* AUFGABEN:
• A. Beantworte drei Fragen zum Textauszug, jeweils in einer eigenen Zeile mit (i), (ii), (iii) gekennzeichnet:
(i) Auf welchem Blank wird die nächste selbstgebaute Rute vermutlich aufgebaut?
(ii) Welche Angaben stimmen beim Vergleich mit einer anderen Rute oft nicht?
(iii) Wann soll der erste Probewurf stattfinden?
• B. Wandle in den Datensätzen den Abschnitt von der Zeile mit "Spot every intercontinental" bis einschließlich der Zeile mit "[[0, 223, 272, 242]]" in eine JSON-Liste von Strings um. Jede Zeile wird ein String, Leerzeilen entfallen.

* TEXTAUSZUG:
Die Tabelle scheint wirklich für ne Fliegenrute zu sein. Werd ich mal bei meiner nächsten "Selbstgebauten" benutzen, wird vermutlich auf nem 9er Fliegen-Blanc von Loop aufgebaut. Ergibt ne butterweiche und schnelle Spinnrute (hoffentlich).

Mit ner anderen Rute vergleichen, wo die Bestückung hin soll, ist teilweise schwierig, da Anzahl der Ringe, Länge der Rute und des Griffstücks oft nicht stimmen. Hab mal versucht, eine Berechnungsgrundlage zu erstellen, aber #q . 
Zu wenig Vergleichswerte, um brauchbar zu sein. Ich hab die dann Ringe "aus dem Bauch" heraus gesetzt und mit der Methode wie von Udo beschrieben überprüft. Sieht recht gut aus. Wenn der Lack durchgehärtet ist, werd ich mal den ersten Probewurf machen.

* DATENSÄTZE:

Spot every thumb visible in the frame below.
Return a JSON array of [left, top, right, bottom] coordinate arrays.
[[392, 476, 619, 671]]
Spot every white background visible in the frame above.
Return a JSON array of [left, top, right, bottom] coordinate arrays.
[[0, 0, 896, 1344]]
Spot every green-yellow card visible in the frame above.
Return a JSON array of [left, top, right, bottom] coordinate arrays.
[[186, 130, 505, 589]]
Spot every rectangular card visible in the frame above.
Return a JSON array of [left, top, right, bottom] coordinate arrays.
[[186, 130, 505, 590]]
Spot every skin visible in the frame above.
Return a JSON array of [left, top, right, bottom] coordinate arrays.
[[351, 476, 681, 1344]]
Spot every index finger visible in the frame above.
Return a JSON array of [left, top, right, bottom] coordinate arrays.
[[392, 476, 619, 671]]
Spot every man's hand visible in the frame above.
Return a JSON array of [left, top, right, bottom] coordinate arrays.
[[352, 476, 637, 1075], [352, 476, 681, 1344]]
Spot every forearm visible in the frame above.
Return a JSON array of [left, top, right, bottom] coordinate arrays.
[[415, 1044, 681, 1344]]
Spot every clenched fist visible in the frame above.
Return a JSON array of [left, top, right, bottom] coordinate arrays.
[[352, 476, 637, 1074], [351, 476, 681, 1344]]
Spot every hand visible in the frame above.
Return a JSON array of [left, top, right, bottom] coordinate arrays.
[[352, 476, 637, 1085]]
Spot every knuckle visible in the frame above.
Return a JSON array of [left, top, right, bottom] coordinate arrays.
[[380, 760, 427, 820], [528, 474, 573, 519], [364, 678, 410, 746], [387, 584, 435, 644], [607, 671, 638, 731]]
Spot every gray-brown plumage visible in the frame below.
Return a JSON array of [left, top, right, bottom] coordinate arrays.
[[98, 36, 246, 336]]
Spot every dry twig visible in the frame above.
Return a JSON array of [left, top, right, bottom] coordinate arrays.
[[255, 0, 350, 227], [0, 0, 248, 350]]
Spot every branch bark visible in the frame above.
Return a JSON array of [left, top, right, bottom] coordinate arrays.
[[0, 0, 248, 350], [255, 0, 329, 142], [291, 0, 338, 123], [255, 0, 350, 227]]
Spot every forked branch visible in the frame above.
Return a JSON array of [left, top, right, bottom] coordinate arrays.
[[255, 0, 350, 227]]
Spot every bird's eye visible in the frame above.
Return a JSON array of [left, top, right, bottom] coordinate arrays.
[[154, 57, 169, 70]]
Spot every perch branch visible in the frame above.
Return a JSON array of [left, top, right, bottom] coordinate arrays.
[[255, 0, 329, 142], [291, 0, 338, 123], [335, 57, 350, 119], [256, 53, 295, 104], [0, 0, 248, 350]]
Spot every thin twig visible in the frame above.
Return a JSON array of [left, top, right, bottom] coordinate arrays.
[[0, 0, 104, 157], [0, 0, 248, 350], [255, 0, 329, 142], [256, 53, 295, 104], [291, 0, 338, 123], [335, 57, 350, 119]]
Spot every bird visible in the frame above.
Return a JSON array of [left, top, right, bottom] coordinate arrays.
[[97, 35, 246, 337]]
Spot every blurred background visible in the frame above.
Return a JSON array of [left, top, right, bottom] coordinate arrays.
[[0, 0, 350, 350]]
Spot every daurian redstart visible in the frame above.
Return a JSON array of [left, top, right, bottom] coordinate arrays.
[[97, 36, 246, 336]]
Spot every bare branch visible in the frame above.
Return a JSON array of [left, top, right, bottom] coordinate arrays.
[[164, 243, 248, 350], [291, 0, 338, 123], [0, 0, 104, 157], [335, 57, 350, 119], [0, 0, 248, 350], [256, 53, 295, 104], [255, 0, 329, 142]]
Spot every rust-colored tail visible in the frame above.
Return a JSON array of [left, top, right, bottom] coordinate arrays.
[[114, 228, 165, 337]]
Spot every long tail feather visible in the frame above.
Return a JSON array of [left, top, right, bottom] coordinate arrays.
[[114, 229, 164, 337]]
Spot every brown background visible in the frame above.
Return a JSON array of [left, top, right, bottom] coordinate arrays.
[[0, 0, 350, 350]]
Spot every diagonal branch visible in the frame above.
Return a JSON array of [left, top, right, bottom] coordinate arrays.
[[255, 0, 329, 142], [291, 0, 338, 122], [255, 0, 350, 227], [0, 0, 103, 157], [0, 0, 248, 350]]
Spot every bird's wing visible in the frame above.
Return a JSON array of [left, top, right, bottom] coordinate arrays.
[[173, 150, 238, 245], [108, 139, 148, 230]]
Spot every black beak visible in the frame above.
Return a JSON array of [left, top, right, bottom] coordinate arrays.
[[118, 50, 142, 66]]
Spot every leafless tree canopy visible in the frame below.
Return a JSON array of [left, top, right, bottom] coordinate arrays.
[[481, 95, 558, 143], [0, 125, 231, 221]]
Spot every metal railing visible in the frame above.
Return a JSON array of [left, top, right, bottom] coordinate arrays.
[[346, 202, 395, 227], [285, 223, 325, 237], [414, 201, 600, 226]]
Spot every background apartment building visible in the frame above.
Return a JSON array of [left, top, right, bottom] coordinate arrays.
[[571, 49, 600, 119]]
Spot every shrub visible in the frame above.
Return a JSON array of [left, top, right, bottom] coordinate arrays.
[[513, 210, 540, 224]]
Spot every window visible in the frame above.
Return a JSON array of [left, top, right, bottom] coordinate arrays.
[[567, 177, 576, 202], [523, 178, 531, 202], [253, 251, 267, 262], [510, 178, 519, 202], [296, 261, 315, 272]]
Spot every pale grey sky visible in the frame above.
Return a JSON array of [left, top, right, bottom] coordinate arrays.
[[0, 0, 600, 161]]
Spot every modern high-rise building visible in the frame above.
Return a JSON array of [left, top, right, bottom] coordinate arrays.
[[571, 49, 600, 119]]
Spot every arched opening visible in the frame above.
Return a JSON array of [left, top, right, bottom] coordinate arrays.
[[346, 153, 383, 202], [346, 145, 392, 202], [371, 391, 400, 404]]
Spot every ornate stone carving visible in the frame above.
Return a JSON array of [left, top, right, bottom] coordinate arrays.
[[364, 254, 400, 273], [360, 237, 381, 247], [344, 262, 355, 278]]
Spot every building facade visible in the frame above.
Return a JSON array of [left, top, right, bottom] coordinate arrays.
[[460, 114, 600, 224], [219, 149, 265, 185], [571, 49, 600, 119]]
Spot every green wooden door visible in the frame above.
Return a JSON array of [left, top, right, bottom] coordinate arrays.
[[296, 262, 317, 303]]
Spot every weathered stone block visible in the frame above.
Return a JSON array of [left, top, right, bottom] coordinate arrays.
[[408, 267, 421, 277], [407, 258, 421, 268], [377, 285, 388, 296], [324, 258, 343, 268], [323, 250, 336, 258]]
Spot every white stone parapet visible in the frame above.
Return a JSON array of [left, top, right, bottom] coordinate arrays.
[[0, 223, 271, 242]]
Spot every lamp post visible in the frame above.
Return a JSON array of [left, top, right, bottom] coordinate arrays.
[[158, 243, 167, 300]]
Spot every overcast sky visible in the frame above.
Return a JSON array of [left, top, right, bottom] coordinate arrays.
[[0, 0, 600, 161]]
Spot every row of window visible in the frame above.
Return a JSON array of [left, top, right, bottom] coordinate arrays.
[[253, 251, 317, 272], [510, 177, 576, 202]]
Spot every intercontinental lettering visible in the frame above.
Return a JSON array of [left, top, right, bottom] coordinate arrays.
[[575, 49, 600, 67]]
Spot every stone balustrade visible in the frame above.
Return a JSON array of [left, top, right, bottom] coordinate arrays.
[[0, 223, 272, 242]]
* * *
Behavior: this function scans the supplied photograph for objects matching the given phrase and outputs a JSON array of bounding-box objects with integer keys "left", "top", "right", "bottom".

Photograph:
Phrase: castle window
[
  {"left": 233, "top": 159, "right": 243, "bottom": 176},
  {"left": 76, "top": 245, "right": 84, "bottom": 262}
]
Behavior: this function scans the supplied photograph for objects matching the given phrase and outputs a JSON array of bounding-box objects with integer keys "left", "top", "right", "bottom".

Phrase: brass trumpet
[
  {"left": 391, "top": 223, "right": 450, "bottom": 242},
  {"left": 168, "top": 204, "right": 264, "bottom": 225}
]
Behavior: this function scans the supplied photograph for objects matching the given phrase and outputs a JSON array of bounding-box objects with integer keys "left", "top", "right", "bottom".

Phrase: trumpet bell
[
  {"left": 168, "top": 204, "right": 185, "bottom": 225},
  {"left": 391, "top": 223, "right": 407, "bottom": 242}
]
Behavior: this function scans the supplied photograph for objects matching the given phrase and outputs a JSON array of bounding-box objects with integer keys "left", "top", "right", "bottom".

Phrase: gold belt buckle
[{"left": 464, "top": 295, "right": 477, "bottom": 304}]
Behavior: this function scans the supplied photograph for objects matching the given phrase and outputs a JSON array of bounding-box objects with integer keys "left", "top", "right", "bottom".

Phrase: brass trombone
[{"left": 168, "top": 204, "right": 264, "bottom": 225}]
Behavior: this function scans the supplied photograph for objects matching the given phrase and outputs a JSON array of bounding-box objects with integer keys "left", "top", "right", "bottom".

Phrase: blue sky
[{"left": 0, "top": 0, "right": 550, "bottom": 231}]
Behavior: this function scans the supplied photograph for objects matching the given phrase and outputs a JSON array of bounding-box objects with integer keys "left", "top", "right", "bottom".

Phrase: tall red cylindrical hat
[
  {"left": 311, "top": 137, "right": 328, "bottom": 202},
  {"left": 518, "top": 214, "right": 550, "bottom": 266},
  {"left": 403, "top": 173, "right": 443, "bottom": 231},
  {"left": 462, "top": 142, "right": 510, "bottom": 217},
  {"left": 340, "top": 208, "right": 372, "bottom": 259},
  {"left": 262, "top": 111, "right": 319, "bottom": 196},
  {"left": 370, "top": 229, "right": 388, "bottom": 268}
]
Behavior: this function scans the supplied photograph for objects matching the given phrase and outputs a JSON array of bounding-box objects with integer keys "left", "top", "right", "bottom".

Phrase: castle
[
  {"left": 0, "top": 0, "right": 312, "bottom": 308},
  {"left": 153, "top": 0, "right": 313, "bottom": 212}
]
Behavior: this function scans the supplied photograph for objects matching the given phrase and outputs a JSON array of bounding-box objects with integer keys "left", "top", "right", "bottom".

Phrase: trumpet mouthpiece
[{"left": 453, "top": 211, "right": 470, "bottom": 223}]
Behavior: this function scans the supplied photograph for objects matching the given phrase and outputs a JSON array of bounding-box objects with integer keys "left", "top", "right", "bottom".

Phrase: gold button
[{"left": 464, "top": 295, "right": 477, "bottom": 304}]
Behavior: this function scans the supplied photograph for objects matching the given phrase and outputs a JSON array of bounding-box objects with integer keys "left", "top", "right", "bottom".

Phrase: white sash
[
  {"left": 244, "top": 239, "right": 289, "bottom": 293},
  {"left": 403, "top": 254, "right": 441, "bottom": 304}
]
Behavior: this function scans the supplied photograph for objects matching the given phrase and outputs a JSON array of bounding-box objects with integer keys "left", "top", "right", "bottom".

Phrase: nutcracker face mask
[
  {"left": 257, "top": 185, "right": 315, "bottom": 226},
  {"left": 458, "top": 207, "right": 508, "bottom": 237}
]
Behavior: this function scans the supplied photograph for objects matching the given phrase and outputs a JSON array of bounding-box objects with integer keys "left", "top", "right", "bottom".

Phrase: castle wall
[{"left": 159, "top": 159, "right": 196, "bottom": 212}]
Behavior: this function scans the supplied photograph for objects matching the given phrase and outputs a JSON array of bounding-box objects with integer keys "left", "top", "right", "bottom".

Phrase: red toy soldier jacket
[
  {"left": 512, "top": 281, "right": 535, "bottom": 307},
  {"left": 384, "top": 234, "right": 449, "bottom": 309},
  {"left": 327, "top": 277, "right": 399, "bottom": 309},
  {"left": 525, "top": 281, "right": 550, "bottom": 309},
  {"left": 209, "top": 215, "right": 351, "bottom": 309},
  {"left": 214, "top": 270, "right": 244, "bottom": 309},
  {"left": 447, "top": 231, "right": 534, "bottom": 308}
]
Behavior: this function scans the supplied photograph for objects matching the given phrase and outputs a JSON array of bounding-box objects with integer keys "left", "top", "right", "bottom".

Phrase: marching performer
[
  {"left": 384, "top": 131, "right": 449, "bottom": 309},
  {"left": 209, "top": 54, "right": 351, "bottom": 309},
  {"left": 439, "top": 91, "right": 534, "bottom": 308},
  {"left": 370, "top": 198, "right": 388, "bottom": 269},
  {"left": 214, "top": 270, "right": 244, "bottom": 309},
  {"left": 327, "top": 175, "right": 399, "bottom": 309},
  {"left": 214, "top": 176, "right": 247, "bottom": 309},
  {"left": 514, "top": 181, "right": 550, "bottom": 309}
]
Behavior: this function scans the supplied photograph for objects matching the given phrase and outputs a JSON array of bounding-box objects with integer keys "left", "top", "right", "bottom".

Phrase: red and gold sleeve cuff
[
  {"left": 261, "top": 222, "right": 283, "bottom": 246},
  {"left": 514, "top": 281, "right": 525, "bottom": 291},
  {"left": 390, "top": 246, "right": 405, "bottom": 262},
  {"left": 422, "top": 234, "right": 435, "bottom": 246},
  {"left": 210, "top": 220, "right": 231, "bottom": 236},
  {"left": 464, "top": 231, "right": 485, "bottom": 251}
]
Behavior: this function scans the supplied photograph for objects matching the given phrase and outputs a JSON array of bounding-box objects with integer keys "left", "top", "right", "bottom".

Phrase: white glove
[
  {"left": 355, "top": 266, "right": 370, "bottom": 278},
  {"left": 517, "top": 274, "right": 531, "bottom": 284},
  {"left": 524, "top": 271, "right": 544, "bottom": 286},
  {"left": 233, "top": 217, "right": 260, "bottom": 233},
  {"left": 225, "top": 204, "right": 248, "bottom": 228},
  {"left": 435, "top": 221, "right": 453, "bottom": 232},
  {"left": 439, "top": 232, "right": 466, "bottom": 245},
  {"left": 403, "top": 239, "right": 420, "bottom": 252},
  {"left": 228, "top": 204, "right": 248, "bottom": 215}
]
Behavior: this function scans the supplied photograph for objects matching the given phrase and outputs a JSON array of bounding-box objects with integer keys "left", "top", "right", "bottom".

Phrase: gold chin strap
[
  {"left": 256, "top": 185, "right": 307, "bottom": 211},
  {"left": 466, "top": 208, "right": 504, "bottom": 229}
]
---
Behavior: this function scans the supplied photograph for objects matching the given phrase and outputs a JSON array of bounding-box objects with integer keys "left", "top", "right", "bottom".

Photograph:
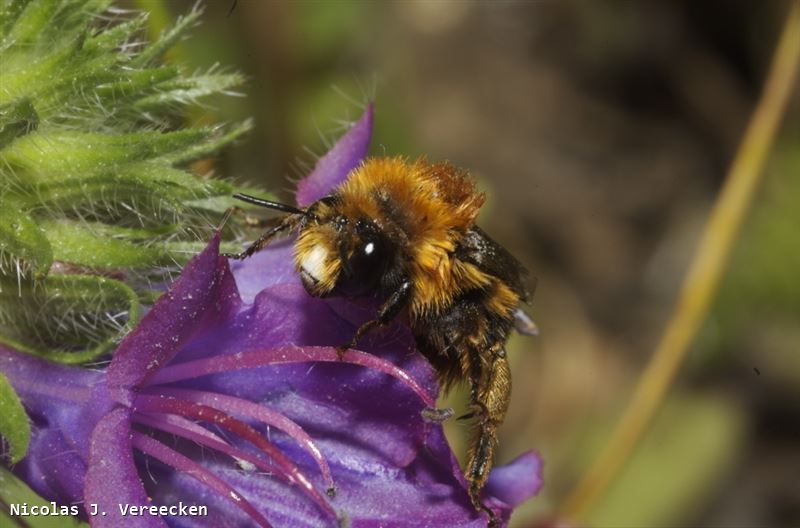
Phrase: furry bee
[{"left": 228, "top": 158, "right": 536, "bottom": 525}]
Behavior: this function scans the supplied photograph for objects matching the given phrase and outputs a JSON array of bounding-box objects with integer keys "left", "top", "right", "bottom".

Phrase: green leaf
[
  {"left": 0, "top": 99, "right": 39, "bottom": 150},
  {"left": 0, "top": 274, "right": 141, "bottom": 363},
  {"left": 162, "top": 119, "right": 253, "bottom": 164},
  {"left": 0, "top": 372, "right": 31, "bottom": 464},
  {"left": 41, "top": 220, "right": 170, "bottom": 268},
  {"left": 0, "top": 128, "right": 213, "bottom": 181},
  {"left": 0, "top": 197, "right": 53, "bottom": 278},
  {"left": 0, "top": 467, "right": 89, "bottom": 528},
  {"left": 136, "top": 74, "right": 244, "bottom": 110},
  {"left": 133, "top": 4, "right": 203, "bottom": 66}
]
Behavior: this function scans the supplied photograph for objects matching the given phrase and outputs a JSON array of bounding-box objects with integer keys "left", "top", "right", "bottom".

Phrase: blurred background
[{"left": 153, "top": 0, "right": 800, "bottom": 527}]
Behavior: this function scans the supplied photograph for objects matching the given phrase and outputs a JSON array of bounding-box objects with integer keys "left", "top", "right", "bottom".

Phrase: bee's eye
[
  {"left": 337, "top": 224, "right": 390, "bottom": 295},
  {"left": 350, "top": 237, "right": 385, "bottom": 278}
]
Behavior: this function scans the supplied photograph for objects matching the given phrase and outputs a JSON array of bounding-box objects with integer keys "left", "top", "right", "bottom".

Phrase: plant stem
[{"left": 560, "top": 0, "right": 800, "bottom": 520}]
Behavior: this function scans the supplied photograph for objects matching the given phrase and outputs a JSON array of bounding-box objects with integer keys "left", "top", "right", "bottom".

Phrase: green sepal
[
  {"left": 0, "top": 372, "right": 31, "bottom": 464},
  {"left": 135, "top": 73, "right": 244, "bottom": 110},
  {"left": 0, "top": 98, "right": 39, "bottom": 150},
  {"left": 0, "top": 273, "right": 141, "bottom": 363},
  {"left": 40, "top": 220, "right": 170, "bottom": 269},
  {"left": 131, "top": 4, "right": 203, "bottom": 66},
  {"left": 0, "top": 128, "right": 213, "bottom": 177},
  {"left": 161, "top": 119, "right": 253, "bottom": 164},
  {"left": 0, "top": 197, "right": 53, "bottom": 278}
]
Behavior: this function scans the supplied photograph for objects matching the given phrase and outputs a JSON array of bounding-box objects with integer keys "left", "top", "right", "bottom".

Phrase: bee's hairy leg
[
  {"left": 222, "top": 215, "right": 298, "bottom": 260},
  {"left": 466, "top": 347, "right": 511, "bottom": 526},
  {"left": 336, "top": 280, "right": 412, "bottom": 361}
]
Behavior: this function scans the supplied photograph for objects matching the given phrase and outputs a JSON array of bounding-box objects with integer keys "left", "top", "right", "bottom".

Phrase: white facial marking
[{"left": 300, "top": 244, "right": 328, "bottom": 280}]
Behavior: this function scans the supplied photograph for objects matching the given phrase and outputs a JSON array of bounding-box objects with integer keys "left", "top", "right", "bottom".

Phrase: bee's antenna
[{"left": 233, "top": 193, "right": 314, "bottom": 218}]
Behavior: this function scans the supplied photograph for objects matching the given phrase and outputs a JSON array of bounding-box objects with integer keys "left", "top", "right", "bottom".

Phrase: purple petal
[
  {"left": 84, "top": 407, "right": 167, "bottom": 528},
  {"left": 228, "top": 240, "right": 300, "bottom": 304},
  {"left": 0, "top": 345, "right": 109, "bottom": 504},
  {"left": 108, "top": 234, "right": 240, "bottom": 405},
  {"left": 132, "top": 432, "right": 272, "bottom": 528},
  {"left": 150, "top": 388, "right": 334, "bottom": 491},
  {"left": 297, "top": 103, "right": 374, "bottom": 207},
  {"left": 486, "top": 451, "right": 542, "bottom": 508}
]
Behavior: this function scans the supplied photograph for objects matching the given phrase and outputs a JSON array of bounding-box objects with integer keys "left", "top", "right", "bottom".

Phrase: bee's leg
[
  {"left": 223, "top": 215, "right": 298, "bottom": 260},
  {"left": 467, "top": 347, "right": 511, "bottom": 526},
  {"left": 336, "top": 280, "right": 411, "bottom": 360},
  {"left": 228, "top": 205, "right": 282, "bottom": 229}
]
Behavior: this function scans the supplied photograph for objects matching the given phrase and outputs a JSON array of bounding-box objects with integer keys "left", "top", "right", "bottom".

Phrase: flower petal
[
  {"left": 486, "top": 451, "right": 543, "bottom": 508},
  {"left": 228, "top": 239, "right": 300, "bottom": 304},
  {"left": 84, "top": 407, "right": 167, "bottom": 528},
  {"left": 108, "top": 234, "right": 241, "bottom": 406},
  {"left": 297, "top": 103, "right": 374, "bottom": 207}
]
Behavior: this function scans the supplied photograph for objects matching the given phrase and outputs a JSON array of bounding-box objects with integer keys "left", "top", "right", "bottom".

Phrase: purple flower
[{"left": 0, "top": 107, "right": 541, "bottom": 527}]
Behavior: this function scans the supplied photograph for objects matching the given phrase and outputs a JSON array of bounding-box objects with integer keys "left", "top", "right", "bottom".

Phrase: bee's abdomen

* ERWARTETE ERGEBNISSE:
• A.
(i) Auf einem 9er Fliegen-Blanc von Loop.
(ii) Die Anzahl der Ringe, die Länge der Rute und die Länge des Griffstücks.
(iii) Wenn der Lack durchgehärtet ist.

• B.
[
  "Spot every intercontinental lettering visible in the frame above.",
  "Return a JSON array of [left, top, right, bottom] coordinate arrays.",
  "[[575, 49, 600, 67]]",
  "Spot every stone balustrade visible in the frame above.",
  "Return a JSON array of [left, top, right, bottom] coordinate arrays.",
  "[[0, 223, 272, 242]]"
]